Position annotation records:
────

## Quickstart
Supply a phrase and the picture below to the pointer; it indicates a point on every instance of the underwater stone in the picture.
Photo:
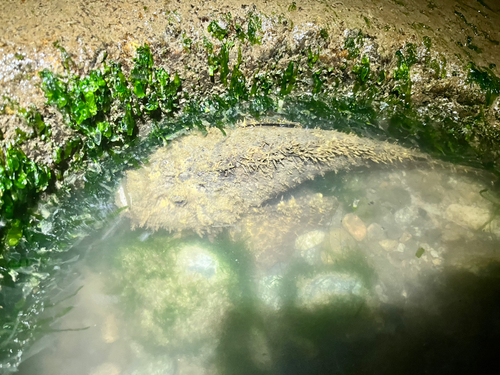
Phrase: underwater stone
(327, 288)
(309, 240)
(177, 292)
(355, 226)
(205, 183)
(269, 232)
(375, 232)
(406, 215)
(107, 368)
(468, 216)
(340, 243)
(389, 245)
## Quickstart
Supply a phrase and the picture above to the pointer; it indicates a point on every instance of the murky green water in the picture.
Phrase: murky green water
(399, 273)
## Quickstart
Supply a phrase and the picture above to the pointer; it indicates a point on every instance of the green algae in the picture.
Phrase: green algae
(486, 80)
(360, 114)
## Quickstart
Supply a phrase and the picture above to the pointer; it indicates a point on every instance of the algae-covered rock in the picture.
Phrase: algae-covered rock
(205, 183)
(176, 293)
(269, 232)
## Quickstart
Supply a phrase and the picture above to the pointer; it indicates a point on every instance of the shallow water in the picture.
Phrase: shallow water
(398, 274)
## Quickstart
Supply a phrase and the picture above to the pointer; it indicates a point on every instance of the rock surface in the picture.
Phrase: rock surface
(355, 226)
(207, 183)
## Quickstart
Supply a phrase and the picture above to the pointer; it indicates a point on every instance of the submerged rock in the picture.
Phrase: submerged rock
(355, 226)
(327, 288)
(177, 293)
(468, 216)
(204, 183)
(269, 232)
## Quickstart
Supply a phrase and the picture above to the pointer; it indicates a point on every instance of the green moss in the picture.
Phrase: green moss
(312, 57)
(21, 180)
(217, 31)
(353, 44)
(289, 78)
(254, 26)
(472, 46)
(406, 57)
(362, 70)
(486, 80)
(427, 43)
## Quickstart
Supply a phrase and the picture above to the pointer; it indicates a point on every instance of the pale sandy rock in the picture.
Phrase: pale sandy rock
(468, 216)
(355, 226)
(339, 243)
(389, 245)
(405, 237)
(309, 240)
(406, 216)
(401, 247)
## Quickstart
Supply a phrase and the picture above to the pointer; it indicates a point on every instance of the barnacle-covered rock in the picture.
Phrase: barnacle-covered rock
(204, 183)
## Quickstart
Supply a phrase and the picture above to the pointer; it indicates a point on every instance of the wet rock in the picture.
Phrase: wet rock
(178, 292)
(406, 216)
(405, 237)
(375, 233)
(309, 240)
(308, 246)
(225, 177)
(259, 349)
(355, 226)
(401, 247)
(109, 329)
(340, 243)
(106, 369)
(389, 245)
(269, 289)
(154, 365)
(468, 216)
(327, 288)
(268, 232)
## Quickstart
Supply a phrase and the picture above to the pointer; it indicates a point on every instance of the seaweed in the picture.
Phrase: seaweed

────

Without the pictures, print the whole listing exactly as given.

» **Reply to the exercise**:
## Quickstart
Supply a phrase and the picture below to the pointer; it indicates a point on every instance of the underwater stone in the picture.
Photo:
Phrase: underwater stone
(327, 288)
(309, 240)
(177, 292)
(355, 226)
(205, 183)
(269, 232)
(375, 232)
(406, 215)
(107, 368)
(468, 216)
(340, 243)
(389, 245)
## Quickstart
Supply a phrase and the picture above to the pointer; it indicates a point on every instance of the murky green water in the picture.
Phrase: murky green water
(399, 273)
## Quickstart
Supply a phrase and the picture above to the pointer; it indicates a point on every instance of the green algae in the picture.
Phrase: green algae
(486, 80)
(360, 114)
## Quickstart
Supply a phrase and the picture above to the pointer; it indicates a point on every instance of the algae-covered rock in the picture.
Phrase: algae-covered rock
(205, 183)
(176, 293)
(269, 232)
## Quickstart
Supply a phrase and the picture above to the pointer; it indicates a point on every instance of the shallow water in the picture.
Phrase: shallow water
(398, 274)
## Quickstart
Supply a phrase and the picture above to the pointer; it indicates a point on every instance of the rock surface in the picture.
Phrase: rock surface
(355, 226)
(207, 183)
## Quickstart
Supply a phrase and the picture above to the pointer; it indicates a point on every instance of the submerged rock in the picture.
Phrase: submerged rock
(355, 226)
(327, 288)
(177, 293)
(468, 216)
(204, 183)
(269, 232)
## Quickstart
Supply a phrase and the picture above to the pointer; it indicates a point on every instance of the green moss in the picture.
Phrase: green moss
(312, 57)
(21, 180)
(217, 31)
(353, 44)
(289, 78)
(254, 26)
(472, 46)
(406, 57)
(362, 70)
(486, 80)
(427, 43)
## Quickstart
Supply a phrase and the picture above to the pointer; it indicates a point on every instance of the pale sandy rock in the picture.
Phrase: pale sandy rock
(468, 216)
(355, 226)
(339, 243)
(389, 245)
(405, 237)
(309, 240)
(406, 216)
(401, 247)
## Quickstart
Supply a phrase and the picture above to the pointer; it indicates a point on every instance of the barnacle-covered rock in the picture.
Phrase: barnacle-covered rock
(204, 183)
## Quickstart
Supply a phrase and the picture above to the pointer; it indicates a point on every instance of the wet rock in the picture.
Phrase: wet rock
(178, 292)
(406, 216)
(405, 237)
(375, 233)
(309, 240)
(308, 246)
(225, 177)
(259, 349)
(355, 226)
(401, 247)
(109, 329)
(340, 243)
(106, 369)
(389, 245)
(269, 289)
(154, 365)
(468, 216)
(327, 288)
(268, 232)
## Quickstart
Supply a phrase and the picture above to the pointer; it indicates a point on every instance of the seaweed in the picture.
Phrase: seaweed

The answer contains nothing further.